— Start Reading passage —

Wednesday, June 25, 2014

Goan delicacies Stew for Beans



There is no ‘stalk’ in this narrative, though this is a dish one would stalk Maria Lena Sequeira’s house for. Neither is there a Jack – the giant slayer, but there was Kynan Sequeira. Ross Alvares and Jugal Shirodkar the myth slayers….but the beans hold true throughout this narrative, although they vary from place to place- this is all about feijado, the name comes from Portuguese(feijao means beans).

Summer holidays and the three boys were frolicking at home on their skateboard just before lunch. I was here to tell them a story….not about Jack the giant slayer (on the bean stalk the movie was showing at a theatre just then), but about a different kind of bean used in a stew. And Maria Lena who was first introduced to the preparation in Brazil had made it for lunch. What did the boys generally like to have for lunch? I wondered. Out of the mouth of babes, their tastes were international (unfortunately not from Portugal or Brazil). Chicken with Pasta says Ross, Lasagna states Keenan, Maggi noodles says the ever practical Jugal whose family  runs a food catering chain. I decided to come closer to home…what does Mummy make that you like? I ask. Fish curry Ross and Jugal say in unison. Sausages states Keenan. So have you heard about the Feijado I ask taking this cue. The boys shake their heads.

— End Reading passage —
— Start Information supplied —

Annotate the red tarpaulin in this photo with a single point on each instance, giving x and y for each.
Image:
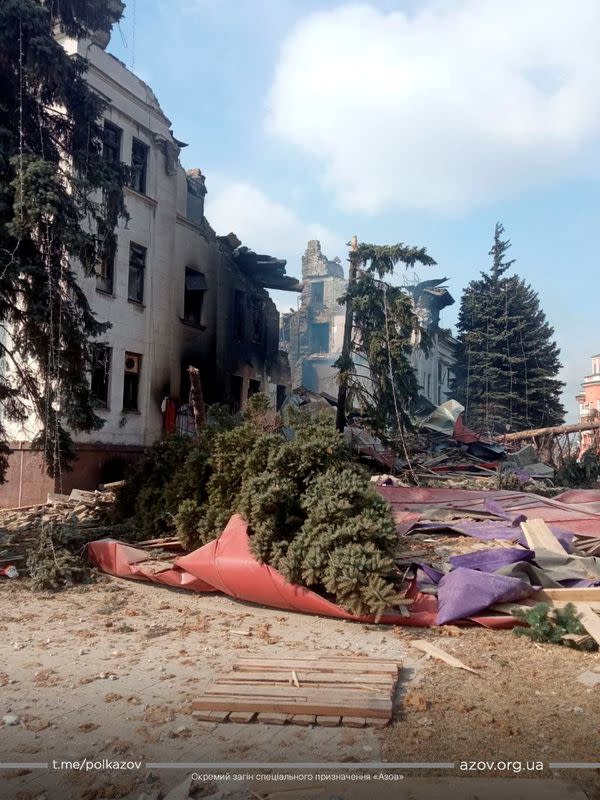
(227, 565)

— End Information supplied —

■ Tasks for this exercise
1. List every dish the boys name as something they like to eat in the feijado post above.
2. According to the feijado post, where was Maria Lena first introduced to the preparation?

■ Solved problems
1. Chicken with Pasta, Lasagna, Maggi noodles, Fish curry, Sausages

2. In Brazil.